(Saved entries)
____________________

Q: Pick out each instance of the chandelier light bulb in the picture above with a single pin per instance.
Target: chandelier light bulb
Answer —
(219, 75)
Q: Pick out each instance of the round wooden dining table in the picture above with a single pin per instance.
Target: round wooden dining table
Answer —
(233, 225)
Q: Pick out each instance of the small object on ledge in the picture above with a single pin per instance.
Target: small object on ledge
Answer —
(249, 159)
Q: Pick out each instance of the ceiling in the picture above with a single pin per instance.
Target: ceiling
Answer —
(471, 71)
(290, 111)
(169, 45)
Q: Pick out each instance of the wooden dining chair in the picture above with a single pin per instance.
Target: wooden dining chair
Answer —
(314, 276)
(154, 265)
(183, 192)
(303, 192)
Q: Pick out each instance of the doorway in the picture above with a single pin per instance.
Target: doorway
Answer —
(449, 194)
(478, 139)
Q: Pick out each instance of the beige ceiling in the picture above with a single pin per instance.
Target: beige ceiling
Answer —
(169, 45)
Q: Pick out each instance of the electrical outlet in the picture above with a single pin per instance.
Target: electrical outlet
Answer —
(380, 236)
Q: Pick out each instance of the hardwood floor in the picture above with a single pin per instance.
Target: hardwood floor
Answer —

____________________

Every line above that includes the string "hardwood" should be counted, and the answer should be that number only.

2